--- Start of Given entries ---
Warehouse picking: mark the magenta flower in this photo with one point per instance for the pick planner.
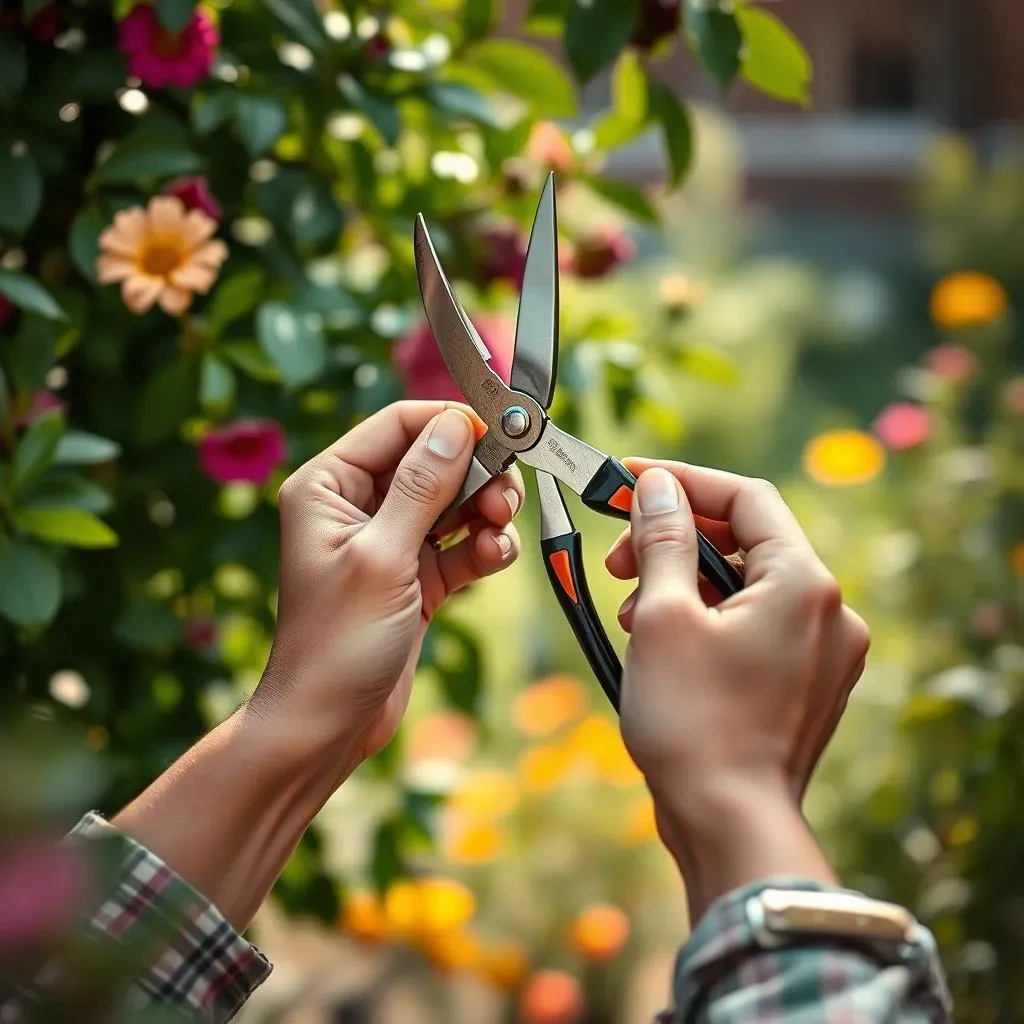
(424, 376)
(42, 889)
(902, 426)
(247, 451)
(196, 195)
(951, 363)
(601, 251)
(160, 58)
(501, 254)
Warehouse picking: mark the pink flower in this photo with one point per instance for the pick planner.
(502, 254)
(200, 632)
(159, 57)
(422, 369)
(42, 402)
(951, 363)
(247, 451)
(42, 889)
(902, 425)
(196, 195)
(601, 251)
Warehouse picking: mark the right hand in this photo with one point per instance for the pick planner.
(742, 693)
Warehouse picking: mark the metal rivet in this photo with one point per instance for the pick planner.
(515, 421)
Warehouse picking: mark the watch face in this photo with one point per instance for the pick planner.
(838, 913)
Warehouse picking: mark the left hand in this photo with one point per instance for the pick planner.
(358, 581)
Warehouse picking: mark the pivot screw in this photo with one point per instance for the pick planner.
(515, 421)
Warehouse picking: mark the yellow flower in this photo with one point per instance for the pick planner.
(364, 918)
(485, 794)
(549, 705)
(476, 843)
(966, 299)
(598, 743)
(842, 458)
(504, 966)
(641, 826)
(544, 768)
(162, 254)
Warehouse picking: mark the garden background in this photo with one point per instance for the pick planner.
(792, 248)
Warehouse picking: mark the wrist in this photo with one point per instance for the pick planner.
(732, 830)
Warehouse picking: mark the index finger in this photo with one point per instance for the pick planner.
(753, 508)
(379, 442)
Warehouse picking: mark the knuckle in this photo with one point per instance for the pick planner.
(417, 482)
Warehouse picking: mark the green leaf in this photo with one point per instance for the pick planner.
(80, 449)
(625, 197)
(261, 122)
(293, 342)
(30, 583)
(478, 16)
(147, 626)
(66, 491)
(628, 116)
(715, 36)
(461, 100)
(251, 359)
(596, 31)
(174, 14)
(386, 861)
(212, 110)
(301, 18)
(12, 68)
(30, 8)
(235, 297)
(677, 130)
(29, 295)
(37, 448)
(146, 153)
(216, 389)
(73, 526)
(83, 240)
(381, 113)
(774, 60)
(22, 195)
(167, 399)
(526, 73)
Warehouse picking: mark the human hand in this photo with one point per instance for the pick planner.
(358, 582)
(727, 706)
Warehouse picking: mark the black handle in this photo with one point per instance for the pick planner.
(563, 560)
(610, 493)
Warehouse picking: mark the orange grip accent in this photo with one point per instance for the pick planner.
(560, 563)
(622, 499)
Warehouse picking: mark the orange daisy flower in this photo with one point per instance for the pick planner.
(164, 254)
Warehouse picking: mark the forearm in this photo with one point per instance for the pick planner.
(229, 813)
(730, 834)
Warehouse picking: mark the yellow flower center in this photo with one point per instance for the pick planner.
(160, 258)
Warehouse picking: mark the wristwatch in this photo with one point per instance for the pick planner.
(778, 916)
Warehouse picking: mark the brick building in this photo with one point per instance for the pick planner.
(888, 75)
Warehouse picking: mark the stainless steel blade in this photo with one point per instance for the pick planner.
(537, 328)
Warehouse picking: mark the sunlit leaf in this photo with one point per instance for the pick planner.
(773, 58)
(73, 526)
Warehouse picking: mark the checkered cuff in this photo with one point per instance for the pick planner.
(184, 954)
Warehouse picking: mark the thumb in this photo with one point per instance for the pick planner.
(664, 535)
(426, 481)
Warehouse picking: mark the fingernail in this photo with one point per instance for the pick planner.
(657, 493)
(450, 435)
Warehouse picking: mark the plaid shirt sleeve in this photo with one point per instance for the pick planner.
(190, 957)
(724, 976)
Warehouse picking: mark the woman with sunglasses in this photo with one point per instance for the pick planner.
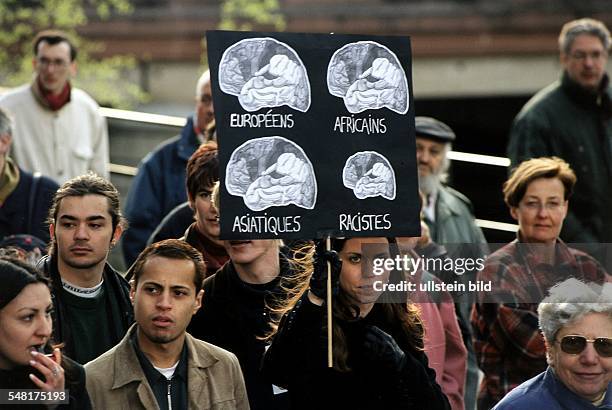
(576, 320)
(507, 340)
(27, 359)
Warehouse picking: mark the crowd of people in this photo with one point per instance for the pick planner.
(198, 322)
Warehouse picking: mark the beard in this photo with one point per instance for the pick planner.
(75, 264)
(429, 184)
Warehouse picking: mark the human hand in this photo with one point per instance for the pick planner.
(318, 280)
(51, 368)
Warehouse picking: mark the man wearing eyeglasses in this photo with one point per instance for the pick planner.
(571, 119)
(58, 130)
(159, 185)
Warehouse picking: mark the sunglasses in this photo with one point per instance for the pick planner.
(574, 344)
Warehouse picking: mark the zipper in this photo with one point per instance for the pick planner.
(169, 394)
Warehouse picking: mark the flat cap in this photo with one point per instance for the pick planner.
(428, 127)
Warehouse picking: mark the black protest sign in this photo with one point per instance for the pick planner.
(316, 135)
--- End of Given entries ---
**Written request:**
Working from the lines above, reproduce the material exactly and exclude its pictures.

**Exercise response:**
Warehouse picking: mark the magenta flower in this photo with one point per instance for the pick planner.
(424, 376)
(42, 889)
(902, 426)
(247, 451)
(196, 195)
(951, 363)
(601, 251)
(160, 58)
(501, 254)
Warehouse picking: mark the pink flower in this photo with one point per instance for the pick planner.
(502, 254)
(200, 632)
(159, 57)
(422, 369)
(42, 402)
(951, 363)
(247, 451)
(42, 889)
(902, 425)
(196, 195)
(601, 251)
Warehouse picking: mark the right hand in this photo with one point per instance for the pick planner.
(742, 693)
Warehouse picking: mark the metal rivet in this photo with one point per instance for the pick planner.
(515, 421)
Warehouse picking: mark the watch face in this photo with one point per instance for the pick planner.
(838, 913)
Warehouse picking: mark the left hand in this photo with one point per instance for the pick planner.
(358, 581)
Warehouse picking: mark the pivot screw in this photo with one point per instance for the pick planner.
(515, 421)
Warehouse picking: mark the yellow flower in this photo with one point per instance for the pick planner.
(364, 918)
(485, 794)
(549, 705)
(476, 843)
(966, 299)
(598, 743)
(842, 458)
(504, 966)
(641, 826)
(544, 768)
(162, 254)
Warehouse picking: mark the garden background in this photo with one point per instance for the pick planner.
(792, 248)
Warehouse picking: mark the wrist in this photo with one point per instance for the pick planner.
(732, 830)
Warehouse picking: mark the index finger in this photo with one point per instance for the pick planner.
(753, 508)
(379, 442)
Warehouse picking: mark the knuckle in this photo with one point per instance for the pick planner.
(417, 482)
Warehouse picking: mark the green leaf in this photo with one point per instance for the pick planner.
(80, 449)
(625, 197)
(261, 122)
(293, 342)
(30, 583)
(478, 16)
(147, 626)
(66, 491)
(628, 116)
(715, 36)
(461, 100)
(251, 359)
(596, 31)
(174, 14)
(386, 861)
(212, 110)
(301, 18)
(12, 68)
(30, 8)
(235, 297)
(677, 130)
(29, 295)
(37, 448)
(146, 153)
(216, 389)
(73, 526)
(83, 240)
(381, 113)
(774, 60)
(22, 195)
(167, 399)
(526, 73)
Warehouse picking: mark the human hand in this photo with one point per instance for the pick planner.
(358, 582)
(727, 706)
Warehouse picking: mark the black handle in this photo with one point per instance for the pick planner.
(563, 560)
(610, 493)
Warehouse picking: mark the orange grip accent in this photo with one point per instance for the pick planner.
(560, 563)
(622, 499)
Warehouse picking: mark the orange daisy flower in this photo with one point per instance for the pick planner.
(164, 254)
Warehouse picking: mark the forearm in this photo with one point per instance for the pick planner.
(229, 813)
(730, 834)
Warehouse picking: mark the yellow flower center in this photo with one point per instance for the pick planner.
(160, 258)
Warehouse picking: mark the wristwatch in this photo with one point per instance for the pick planner.
(778, 916)
Warehouse picking: mark the brick building in this photo with one point per instance for the pick planner.
(888, 75)
Warehouse picking: mark the stainless steel blade in this photo with one point per instance for the pick planner.
(537, 328)
Warehouse picking: mark the sunlit leaf in this photo with one point per instance for the pick planner.
(773, 58)
(73, 526)
Warehouse picking: mark the checkered cuff in this photo with one point per instance for the pick planner.
(184, 954)
Warehouse picking: mark the thumb in this photo with one point per instance for the pick planner.
(664, 535)
(426, 481)
Warehouse picking: mark the fingernail in this photo with one point per instance for the pick planner.
(657, 493)
(450, 435)
Warehouse picking: mark the plaid shirt sleeve in this photo with one point per instance for the pick planner.
(190, 957)
(724, 976)
Warehouse picking: mark the woman with sunglasses in this photo with one point per instance for the pick planner.
(576, 320)
(507, 340)
(27, 359)
Warehouse picking: mark the crowd of people in this photo with one point per instance for the pick planner.
(198, 322)
Warehouse picking: mark the beard in this photo with one point per instance for the pick planner.
(75, 264)
(429, 184)
Warehouse picking: mark the human hand in this photo with one point per instance for the pick planner.
(318, 280)
(51, 368)
Warehouse picking: mark the man wearing eyeglasses in this photo with one point per instance for the pick planner.
(571, 119)
(58, 130)
(159, 185)
Warehouse picking: mark the sunglasses in this photo with one point per instance for the pick planner.
(574, 344)
Warehouse picking: mark the zipper in this photo with one point per instance for the pick planner.
(169, 394)
Warehouse picking: mark the flat cap in this photo with one point per instance for the pick planner.
(428, 127)
Warehouse picking: mark the black protest sign in this photo with one point per instance for the pick planner.
(316, 135)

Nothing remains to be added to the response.